> _The problem_
Extend the notebook on clustering simulated field data below, picking up right after its final line.

**This notebook shows an example of how to use this module to cluster the field data.**

This is completely analog to what was done for the actual publication. It therefore allows to reproduce the results and also to play with different clustering techniques and parameters.

# Imports

In [1]:
%matplotlib inline
import os
import sys
from copy import deepcopy

import matplotlib.pyplot as plt
import numpy as np
import pandas as pd
import seaborn as sns

from mpl_toolkits.axes_grid1 import ImageGrid
sns.set_context('notebook')

Import of the modules defined in the `src` module of this project.

In [2]:
# Determine the project directory and at `src` to the python path
if not 'workbookDir' in globals():
    workbookDir = os.getcwd()
project_dir = os.path.normpath(os.path.join(workbookDir, os.pardir))
sys.path.insert(0, project_dir)

from src import tools, in_out, visualize as vis

# Clustering

To perform the clustering, we first load the general results from the `parameters_and_results.h5` using the `tools.get_results` function. This dataset links the input parameters (such as polarization, incident angle, ...) to simulation indices, which are then used to find the correct rows in the field database.

**Note** that the full datasets are large! Loading them completely and performing the clustering will need a lot of memory, depending on the clustering technique and parameters. The `tools.get_results` function therefore allows to use only every nth angle and wavelengths, which is convenient and great for testing and to find the system limitations.

In [7]:
every = 40

print 'Loading simulation data, using every', every, 'angles and wavelength.'
sim_data_init = tools.get_results(every, every)
print 'Total number of rows is', len(sim_data_init)

Loading simulation data, using every 40 angles and wavelength.
Total number of rows is 264


We now loaded only every 40th wavelength and angle, which is a drastic limitation and will cause quite useless results. But the runtime will be fine and we can see if everything works out well.

In the next step, we need to define the parameters for the clustering procedure. We use the `DEFAULT_SIM_DDICT` and `DEFAULT_SIM_PDICT` dictionaries defined in the `tools` module to have convenient access to the possible parameter names. Note that some of the clustering parameters are defined in this module (see the doc string of `tools.get_clustering_input_data`), while others are specific to the clustering algorithm (e.g. `n_clusters` for `MiniBatchKMeans`).

In [16]:
# Define init parameters
ddict = tools.DEFAULT_SIM_DDICT
pdict = tools.DEFAULT_SIM_PDICT
field_type = 'electric'
cluster_type = 'MiniBatchKMeans'

# Type `tools.get_clustering_input_data?` for info on these parameters
common_clkws = dict(treat_complex=None,
                    preprocess='normalize',
                    random_state=0)  # <- for reproducibility

# Set these defaults for all combinations of direction and polarization
clkw_dicts = tools.defaultdict(dict)
for direc_ in ddict:
    for pol_ in pdict:
        print 'Setting for direction', direc_, ' and polarization', pol_
        clkw_dicts[direc_][pol_] = deepcopy(common_clkws)

> _Dataset extract_
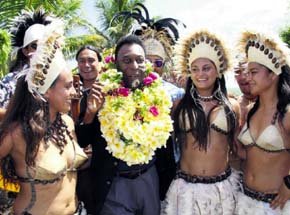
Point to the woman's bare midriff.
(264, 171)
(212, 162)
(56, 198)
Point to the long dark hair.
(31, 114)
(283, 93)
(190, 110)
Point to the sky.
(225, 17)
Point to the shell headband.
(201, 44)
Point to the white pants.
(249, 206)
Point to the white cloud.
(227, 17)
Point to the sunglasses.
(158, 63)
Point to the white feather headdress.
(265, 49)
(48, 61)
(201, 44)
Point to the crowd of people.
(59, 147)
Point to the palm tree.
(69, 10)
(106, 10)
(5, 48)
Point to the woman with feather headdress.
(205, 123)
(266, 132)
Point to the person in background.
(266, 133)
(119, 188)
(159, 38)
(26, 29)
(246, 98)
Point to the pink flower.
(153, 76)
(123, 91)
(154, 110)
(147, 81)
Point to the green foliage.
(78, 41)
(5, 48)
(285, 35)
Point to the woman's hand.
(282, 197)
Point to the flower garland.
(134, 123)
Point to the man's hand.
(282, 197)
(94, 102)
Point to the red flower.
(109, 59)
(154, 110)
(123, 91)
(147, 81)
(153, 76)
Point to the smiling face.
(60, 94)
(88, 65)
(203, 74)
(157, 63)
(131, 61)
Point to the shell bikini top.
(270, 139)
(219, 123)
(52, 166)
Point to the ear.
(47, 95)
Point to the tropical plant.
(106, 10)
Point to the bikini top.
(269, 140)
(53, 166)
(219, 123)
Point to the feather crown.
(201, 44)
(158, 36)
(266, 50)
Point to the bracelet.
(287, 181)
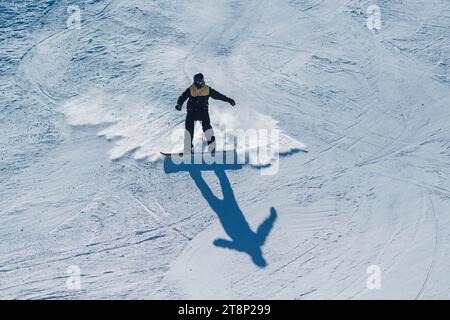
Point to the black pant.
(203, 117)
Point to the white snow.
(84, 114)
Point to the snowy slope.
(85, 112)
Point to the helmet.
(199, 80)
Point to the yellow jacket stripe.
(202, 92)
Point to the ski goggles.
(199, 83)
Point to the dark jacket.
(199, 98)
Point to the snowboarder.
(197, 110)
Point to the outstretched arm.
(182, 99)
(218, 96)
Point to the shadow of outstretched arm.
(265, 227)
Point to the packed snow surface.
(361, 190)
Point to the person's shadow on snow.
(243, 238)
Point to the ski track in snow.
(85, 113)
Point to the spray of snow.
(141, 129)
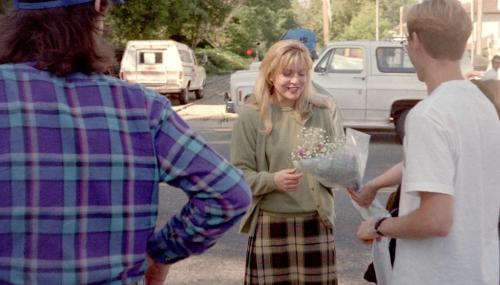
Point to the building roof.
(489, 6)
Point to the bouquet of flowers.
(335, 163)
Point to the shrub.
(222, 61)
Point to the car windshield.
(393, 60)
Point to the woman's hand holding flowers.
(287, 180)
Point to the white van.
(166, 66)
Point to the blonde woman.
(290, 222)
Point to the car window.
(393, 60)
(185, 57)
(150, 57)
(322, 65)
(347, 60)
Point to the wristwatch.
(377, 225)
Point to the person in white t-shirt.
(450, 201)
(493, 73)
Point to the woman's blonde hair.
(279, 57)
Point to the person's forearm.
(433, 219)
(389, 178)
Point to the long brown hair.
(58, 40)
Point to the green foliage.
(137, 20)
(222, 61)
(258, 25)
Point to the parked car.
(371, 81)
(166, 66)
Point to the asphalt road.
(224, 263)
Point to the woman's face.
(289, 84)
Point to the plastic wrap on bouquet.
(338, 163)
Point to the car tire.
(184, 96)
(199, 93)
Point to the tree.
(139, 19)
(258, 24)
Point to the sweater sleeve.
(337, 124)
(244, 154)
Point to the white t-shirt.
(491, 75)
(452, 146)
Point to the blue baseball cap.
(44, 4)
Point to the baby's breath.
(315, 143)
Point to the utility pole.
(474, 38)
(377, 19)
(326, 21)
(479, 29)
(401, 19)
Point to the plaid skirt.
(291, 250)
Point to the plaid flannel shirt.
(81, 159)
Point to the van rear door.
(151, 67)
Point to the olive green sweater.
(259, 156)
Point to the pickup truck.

> _Task response_
# Set individual parameters, in this case for the number of clusters
clkw_dicts['Gamma-K']['TE']['n_clusters'] = 8
clkw_dicts['Gamma-K']['TM']['n_clusters'] = 8
clkw_dicts['Gamma-M']['TE']['n_clusters'] = 7
clkw_dicts['Gamma-M']['TM']['n_clusters'] = 7
clkw_dicts = dict(clkw_dicts)

Setting for direction Gamma-K  and polarization TM
Setting for direction Gamma-K  and polarization TE
Setting for direction Gamma-M  and polarization TM
Setting for direction Gamma-M  and polarization TE


We now set up the logging to see the desired output of the clustering procedure.

In [None]:
import logging
log_fmt = '%(asctime)s - %(levelname)s - %(message)s'
logging.basicConfig(level=logging.DEBUG, format=log_fmt)

We're all set and ready to cluster! All we have to do is to pass the initial simulation data, the clustering type, the clustering parameters and the field type to the `cluster_all_modes` function of the `tools` module. It will return enriched simulation data and the trained models.

In [12]:
sim_data, model_data = tools.cluster_all_modes(sim_data_init,
                                               cluster_type=cluster_type,
                                               cluster_kwargs_dicts=clkw_dicts,
                                               field_type=field_type)

2018-04-13 12:46:22,094 - INFO - Clustering for Gamma-K TM
2018-04-13 12:46:22,096 - INFO - Reducing data set for pol=TM and direction Gamma-K
2018-04-13 12:46:22,098 - INFO - Loading sample data
2018-04-13 12:46:22,100 - INFO - Collecting field data
2018-04-13 12:46:22,101 - DEBUG - Length of `sim_numbers`: 132
2018-04-13 12:46:22,102 - DEBUG - Opening HDF5store: /hmi/kme/workspace/code_publications/phc_mode_clustering/data/raw/field_data_E_TM.h5
2018-04-13 12:48:23,808 - INFO - Loading time: 0:02:01.708251.
2018-04-13 12:48:23,809 - INFO - Running MiniBatchKMeans ...
2018-04-13 12:48:24,095 - INFO - Time for clustering: 0:00:00.284489.
2018-04-13 12:48:24,108 - INFO - Silhouette score fit: 0.315340055811
2018-04-13 12:48:24,111 - INFO - Calculating Euclidian distances
2018-04-13 12:48:24,150 - INFO - Updating simulation data set.
2018-04-13 12:48:24,158 - INFO - Finished
2018-04-13 12:48:24,160 - INFO - Clustering for Gamma-K TE
2018-04-13 12:48:24,168 - INFO - Reducing data set for 

# Basic Plotting and Storage

For many of the plotting routines we will need the field metadata, as the field data is stored as flat rows which need to be reshaped properly and assigned to their respective locations in 3D space. The metadata can easily be loaded using: 

In [18]:
lengths, pointlist, domain_ids = tools.get_metadata()

2018-04-13 13:13:35,615 - INFO - Reading metadata


In [None]:
model_dir = os.path.join(tools.PROJECT_DIR, 'models')
metadata = dict(lengths=lengths, pointlist=pointlist, domain_ids=domain_ids)
in_out.save_plots_models(model_dir, sim_data,
                         model_data, cluster_type, metadata)